▶ **INPUT RECORDS**
===

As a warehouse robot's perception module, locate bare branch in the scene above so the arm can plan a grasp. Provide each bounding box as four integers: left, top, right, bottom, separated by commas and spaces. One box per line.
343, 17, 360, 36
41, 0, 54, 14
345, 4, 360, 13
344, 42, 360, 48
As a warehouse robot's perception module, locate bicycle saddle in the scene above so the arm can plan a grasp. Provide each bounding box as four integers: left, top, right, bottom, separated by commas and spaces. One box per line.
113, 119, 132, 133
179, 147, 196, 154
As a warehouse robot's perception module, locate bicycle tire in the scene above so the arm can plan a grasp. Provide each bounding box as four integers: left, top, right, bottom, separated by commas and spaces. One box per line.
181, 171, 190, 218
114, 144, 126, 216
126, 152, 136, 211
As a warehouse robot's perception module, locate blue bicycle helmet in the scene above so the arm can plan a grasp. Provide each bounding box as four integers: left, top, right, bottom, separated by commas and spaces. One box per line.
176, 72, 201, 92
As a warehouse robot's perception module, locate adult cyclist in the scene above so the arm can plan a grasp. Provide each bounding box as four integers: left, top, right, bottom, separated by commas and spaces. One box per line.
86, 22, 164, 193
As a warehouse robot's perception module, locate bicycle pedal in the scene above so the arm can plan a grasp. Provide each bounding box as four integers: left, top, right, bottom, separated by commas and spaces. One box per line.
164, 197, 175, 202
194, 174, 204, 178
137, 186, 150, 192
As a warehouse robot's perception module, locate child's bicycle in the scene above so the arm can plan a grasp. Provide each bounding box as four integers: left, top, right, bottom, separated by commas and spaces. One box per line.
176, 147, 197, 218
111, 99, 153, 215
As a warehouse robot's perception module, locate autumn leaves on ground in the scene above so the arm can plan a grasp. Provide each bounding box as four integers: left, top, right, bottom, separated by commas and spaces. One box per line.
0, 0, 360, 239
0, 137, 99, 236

===

▶ **OBJECTIVE**
Copy every line of the rows above without changing anything, keeping them in the same order.

▶ **SOLUTION TO THE PROBLEM**
As a warehouse robot's perception module, locate bare branch in the scene above so the arm can plan a grasp. Provide each bounding box as four integers: left, top, right, bottom, separated by commas and spaces. One box per line.
343, 17, 360, 36
41, 0, 54, 14
345, 4, 360, 13
344, 42, 360, 48
As a warehouse robot's perception module, locate bicycle saddle in the scene above so the arm can plan a grasp. Provide each bounding box as four integers: left, top, right, bottom, separated by commas and spaces. One box per line.
113, 119, 132, 133
179, 147, 196, 154
As a warehouse robot's perception module, locate bicycle tire in the scene above so the arm can plan a grasp. Provide each bounding box as four integers: left, top, right, bottom, separated by commas and spaces. One box per line.
181, 171, 190, 218
114, 144, 126, 216
126, 152, 136, 211
As a warehouse robot's perception module, locate blue bicycle helmet in the scene above so the arm can plan a grasp. Provide each bounding box as four integers: left, top, right, bottom, separated by commas and spaces. One box per line.
176, 72, 201, 92
As a warehouse robot's perception module, locate adult cyclist in the scene above so the arm can plan a grasp. Provide each bounding box as four integers: left, top, right, bottom, separated by commas and spaces. One box per line.
86, 22, 164, 193
As a warehouse robot's perception module, locate bicycle pedal in the scene above so the arm can plan a grasp. Provide each bounding box as four integers: left, top, right, bottom, separated by commas and spaces. One box per line.
164, 197, 175, 202
194, 174, 204, 178
137, 186, 150, 192
As a warehouse robot's perception module, locate child's bicycle in the scene above so the arm can plan a grasp. Provide each bounding box as four integers: left, top, right, bottom, separated by commas and spaces. One box per line.
176, 147, 197, 218
111, 99, 153, 215
As a warehouse robot's perception module, locate autumn leaves on ground in the scene above so the arm can plan a grasp. Provide each bounding box as four integers: left, top, right, bottom, separated by commas and spaces. One box per line.
0, 0, 360, 239
0, 137, 99, 236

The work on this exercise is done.